**SUPPLIED PASSAGE**
>>>>>

I’ve copied and pasted the boilerplate to get the tests running for the demonstration, but please feel encouraged to put this kind of code in its own function to avoid this repetition.

How did we go?

$ scala -classpath .:ScalaCheck-1.2.jar CheckLinkedList
+ OK, passed 100 tests.

Yippee!!

We might state two more properties:

  • For any list and any element (s), list.add(s) then list.get(0) will always yield s.

  • For any list, any element (s) and any integer between 0 and list.length - 1 (n), then calling list.get(n) is equivalent to calling list.addFirst(s).get(n + 1).

    $ scala -classpath .:ScalaCheck-1.2.jar CheckLinkedList

    • OK, passed 100 tests.
    • OK, passed 100 tests.
    • OK, passed 100 tests.

I have left off the code for the moment and I will give a complete example toward the end. Note that we have 300 passing unit tests – the code is around 25 lines (excluding the boilerplate to get the tests running).

At this point, we have given an unambiguous specification for addFirst. In other words, it is not possible to write a terminating function that does not satisfy these properties that is not equivalent to addFirst. However, this ignores the unfortunate potential for uncontrolled side-effects, which is an inherent property of Java (and Scala for that matter). We will assume it to be the case – no additional side-effects. It then follows that one additional benefit of automated testing is that we also obtain extremely valuable documentation for the function.

Consider being provided with:

  • The type signature for addFirst (the properties which are proved).

  • The three stated properties for addFirst.

Is there anything more useful to add in terms of documentation? Isn’t this unambiguous, highly readable specification more than you could possibly ask for? This is an interesting question to ponder, particularly in a more pure environment than the one we are discussing here, but I thought I would mention it anyway :)

<<<<<

**DIRECTIONS**
• a. According to the ScalaCheck passage, how many passing unit tests are there?
• b. Carry on the passage about ScalaCheck testing, starting right after its final sentence.
The data that comes next is not needed for anything here.

**EXCERPTED RECORDS**
>>>>>

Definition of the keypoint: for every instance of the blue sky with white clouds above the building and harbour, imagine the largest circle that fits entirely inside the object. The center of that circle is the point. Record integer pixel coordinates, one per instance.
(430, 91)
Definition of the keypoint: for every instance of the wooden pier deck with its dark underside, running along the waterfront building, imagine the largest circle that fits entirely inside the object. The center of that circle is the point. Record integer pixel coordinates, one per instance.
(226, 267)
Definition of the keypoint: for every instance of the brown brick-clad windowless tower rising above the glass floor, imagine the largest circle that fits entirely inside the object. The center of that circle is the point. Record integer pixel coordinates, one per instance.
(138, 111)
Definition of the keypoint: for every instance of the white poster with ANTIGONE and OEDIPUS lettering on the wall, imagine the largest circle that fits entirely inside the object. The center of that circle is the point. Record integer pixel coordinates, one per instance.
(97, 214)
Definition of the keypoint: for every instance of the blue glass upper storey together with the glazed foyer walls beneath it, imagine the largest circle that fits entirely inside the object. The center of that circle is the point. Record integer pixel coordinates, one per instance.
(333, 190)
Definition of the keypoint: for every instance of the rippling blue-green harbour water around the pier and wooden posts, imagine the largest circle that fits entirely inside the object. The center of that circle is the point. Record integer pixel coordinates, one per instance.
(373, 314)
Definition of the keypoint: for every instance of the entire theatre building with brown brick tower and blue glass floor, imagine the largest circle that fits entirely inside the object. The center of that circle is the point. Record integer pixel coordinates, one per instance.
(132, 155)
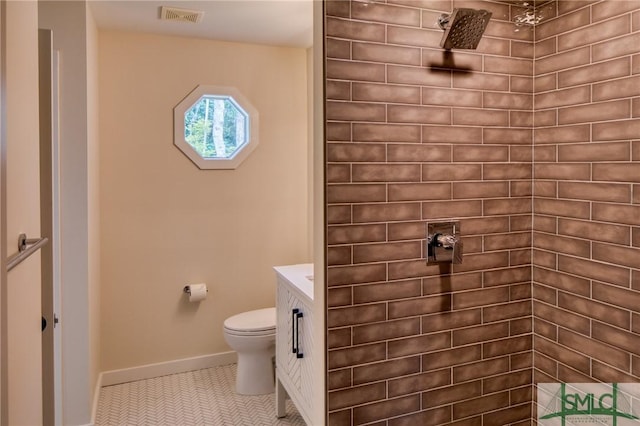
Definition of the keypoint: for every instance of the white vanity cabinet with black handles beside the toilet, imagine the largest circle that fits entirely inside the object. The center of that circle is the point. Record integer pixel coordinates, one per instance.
(294, 338)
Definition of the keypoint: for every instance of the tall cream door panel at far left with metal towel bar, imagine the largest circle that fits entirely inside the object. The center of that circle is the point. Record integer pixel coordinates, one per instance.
(23, 311)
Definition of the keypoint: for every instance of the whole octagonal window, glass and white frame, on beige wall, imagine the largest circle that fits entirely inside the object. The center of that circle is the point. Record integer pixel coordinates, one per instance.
(216, 127)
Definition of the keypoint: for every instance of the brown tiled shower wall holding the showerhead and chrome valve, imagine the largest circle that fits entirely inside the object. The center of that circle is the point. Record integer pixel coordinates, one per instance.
(417, 134)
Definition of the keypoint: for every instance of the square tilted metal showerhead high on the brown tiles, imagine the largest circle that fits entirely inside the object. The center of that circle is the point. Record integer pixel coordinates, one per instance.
(463, 28)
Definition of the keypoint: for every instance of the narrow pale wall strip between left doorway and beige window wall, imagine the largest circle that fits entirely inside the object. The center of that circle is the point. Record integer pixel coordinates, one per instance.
(74, 35)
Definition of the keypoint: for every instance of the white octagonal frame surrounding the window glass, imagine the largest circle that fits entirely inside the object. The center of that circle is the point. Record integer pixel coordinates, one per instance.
(215, 163)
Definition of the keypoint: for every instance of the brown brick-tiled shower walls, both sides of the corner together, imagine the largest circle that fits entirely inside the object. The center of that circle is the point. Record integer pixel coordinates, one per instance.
(533, 146)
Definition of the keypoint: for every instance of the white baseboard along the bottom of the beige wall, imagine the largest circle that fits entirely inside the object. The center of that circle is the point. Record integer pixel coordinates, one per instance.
(114, 377)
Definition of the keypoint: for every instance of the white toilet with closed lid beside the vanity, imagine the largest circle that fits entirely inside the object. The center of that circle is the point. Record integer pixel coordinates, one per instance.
(252, 335)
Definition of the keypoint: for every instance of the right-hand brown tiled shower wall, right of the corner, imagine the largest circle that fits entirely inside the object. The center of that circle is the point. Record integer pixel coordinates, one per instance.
(586, 277)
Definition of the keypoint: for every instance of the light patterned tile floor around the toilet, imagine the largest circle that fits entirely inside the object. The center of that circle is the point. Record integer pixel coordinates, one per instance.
(202, 397)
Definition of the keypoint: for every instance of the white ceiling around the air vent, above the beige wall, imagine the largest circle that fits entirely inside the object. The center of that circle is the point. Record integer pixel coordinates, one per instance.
(271, 22)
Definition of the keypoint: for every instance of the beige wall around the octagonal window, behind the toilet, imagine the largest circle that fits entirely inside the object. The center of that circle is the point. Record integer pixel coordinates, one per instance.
(165, 223)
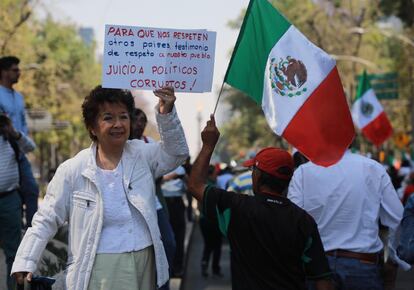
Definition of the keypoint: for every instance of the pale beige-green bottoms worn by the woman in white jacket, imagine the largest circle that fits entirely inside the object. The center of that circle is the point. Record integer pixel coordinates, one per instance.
(125, 271)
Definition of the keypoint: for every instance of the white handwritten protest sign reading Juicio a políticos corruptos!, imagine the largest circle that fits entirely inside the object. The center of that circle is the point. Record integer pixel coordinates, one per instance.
(149, 58)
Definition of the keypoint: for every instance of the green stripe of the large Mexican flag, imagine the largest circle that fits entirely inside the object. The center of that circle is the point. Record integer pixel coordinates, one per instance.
(262, 27)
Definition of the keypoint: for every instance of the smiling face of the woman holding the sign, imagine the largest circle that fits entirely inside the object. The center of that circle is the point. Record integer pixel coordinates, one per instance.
(112, 125)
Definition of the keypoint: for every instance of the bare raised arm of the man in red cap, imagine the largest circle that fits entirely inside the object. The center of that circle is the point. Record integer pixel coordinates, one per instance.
(198, 176)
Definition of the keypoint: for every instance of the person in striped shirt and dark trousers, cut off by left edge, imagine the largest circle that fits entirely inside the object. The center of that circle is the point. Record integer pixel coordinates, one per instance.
(12, 144)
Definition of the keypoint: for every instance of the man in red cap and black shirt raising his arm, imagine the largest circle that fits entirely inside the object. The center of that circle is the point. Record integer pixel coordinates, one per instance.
(274, 244)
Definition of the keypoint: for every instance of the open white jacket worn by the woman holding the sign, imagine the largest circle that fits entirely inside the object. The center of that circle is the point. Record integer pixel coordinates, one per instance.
(73, 195)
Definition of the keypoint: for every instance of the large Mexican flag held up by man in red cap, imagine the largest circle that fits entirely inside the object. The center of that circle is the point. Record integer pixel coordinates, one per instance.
(296, 83)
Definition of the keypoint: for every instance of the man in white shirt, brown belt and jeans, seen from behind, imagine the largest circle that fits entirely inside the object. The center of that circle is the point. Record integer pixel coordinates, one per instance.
(347, 200)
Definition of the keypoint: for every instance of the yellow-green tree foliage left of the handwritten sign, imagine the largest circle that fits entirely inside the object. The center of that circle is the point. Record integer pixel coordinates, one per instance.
(59, 69)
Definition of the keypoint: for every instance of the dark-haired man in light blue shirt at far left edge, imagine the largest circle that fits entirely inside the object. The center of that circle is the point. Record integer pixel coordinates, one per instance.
(12, 103)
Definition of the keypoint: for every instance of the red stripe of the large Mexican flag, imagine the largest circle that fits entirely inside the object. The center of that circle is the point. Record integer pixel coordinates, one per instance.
(322, 129)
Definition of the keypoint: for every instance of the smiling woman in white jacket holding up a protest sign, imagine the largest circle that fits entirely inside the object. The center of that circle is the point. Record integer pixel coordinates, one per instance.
(106, 193)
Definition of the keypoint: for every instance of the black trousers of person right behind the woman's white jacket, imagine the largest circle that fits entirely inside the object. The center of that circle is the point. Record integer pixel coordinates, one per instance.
(176, 209)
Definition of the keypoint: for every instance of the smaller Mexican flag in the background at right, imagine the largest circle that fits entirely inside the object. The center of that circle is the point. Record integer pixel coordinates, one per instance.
(368, 114)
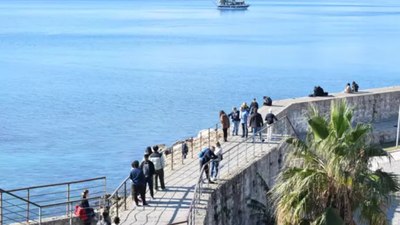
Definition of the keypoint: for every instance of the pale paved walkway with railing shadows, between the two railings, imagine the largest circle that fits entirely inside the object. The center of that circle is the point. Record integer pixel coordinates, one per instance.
(172, 205)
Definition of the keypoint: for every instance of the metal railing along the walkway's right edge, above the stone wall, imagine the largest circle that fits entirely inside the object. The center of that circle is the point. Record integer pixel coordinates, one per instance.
(281, 128)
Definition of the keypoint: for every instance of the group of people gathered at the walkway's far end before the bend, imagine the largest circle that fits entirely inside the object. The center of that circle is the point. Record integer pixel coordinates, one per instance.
(247, 117)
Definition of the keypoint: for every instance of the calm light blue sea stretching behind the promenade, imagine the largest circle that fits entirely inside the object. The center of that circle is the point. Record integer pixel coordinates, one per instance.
(85, 86)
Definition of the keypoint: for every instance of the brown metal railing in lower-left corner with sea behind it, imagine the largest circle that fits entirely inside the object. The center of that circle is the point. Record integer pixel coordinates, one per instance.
(33, 204)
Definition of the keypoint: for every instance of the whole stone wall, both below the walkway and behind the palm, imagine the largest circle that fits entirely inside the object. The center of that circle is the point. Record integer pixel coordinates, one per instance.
(228, 203)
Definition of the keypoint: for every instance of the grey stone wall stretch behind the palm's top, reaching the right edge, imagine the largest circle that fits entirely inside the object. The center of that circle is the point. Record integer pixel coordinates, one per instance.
(379, 109)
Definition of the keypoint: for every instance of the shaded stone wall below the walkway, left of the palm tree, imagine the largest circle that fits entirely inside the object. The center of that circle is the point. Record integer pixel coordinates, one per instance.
(227, 204)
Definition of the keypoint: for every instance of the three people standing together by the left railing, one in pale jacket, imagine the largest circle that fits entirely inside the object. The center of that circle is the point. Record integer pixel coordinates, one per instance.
(142, 175)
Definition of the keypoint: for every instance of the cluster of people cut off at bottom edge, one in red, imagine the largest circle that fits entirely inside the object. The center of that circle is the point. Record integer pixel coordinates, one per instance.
(87, 215)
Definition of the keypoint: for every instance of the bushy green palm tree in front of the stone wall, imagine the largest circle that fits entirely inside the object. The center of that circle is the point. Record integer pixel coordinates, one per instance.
(327, 178)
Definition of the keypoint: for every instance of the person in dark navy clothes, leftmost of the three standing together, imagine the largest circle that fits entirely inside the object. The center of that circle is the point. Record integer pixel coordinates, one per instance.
(138, 183)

<<<<<

**YOUR RESPONSES**
• a. 300.

• b.
I will state a property that is false, just to exemplify what happens. The idea is that it is extremely difficult (but not impossible – remember halting problem) to state a false property that ScalaCheck passes. I’m not going to look for a specific corner case that traditional unit testing is unlikely to pick up, but I encourage you to do so as an added exercise.

Instead, I will state an obviously false property; for any list and any element, adding the element with addFirst is equivalent to adding that element with addLast.

Here we go (note the fourth property – thisIsFalse):

// CheckLinkedList.scala

import org.scalacheck.Arbitrary
import org.scalacheck.Arbitrary.arbitrary
import java.util.{LinkedList, Arrays}
import org.scalacheck.Prop._
import org.scalacheck.ConsoleReporter.testStatsEx
import org.scalacheck.Test.check

object CheckLinkedList {
  implicit def arbitraryLinkedList[A](implicit a: Arbitrary[A]): Arbitrary[LinkedList[A]] =
    Arbitrary(arbitrary[Array[A]].map(array => new LinkedList[A](Arrays.asList(array))))

  val addsLengthOne = property((list: LinkedList[String], s: String) =>
    list.size + 1 == { list.addFirst(s); list.size }
  )

  val getZero = property((list: LinkedList[String], s: String) =>
    { list.addFirst(s); list.get(0) == s }
  )

  val getPlusOne = property((list: LinkedList[String], s: String, n: Int) =>
    (n >= 0 && n < list.size) ==>
    (list.get(n) == { list.addFirst(s); list.get(n + 1) })
  )

  val thisIsFalse = property((list: LinkedList[String], s: String) =>
    {
      val listt = list.clone.asInstanceOf[LinkedList[String]]
      list.addFirst(s)
      listt.addLast(s)
      list == listt
    }
  )

  val tests = scala.List(
      ("addsLengthOne", addsLengthOne),
      ("getZero", getZero),
      ("getPlusOne", getPlusOne),
      ("you're a big fat liar!", thisIsFalse)
  )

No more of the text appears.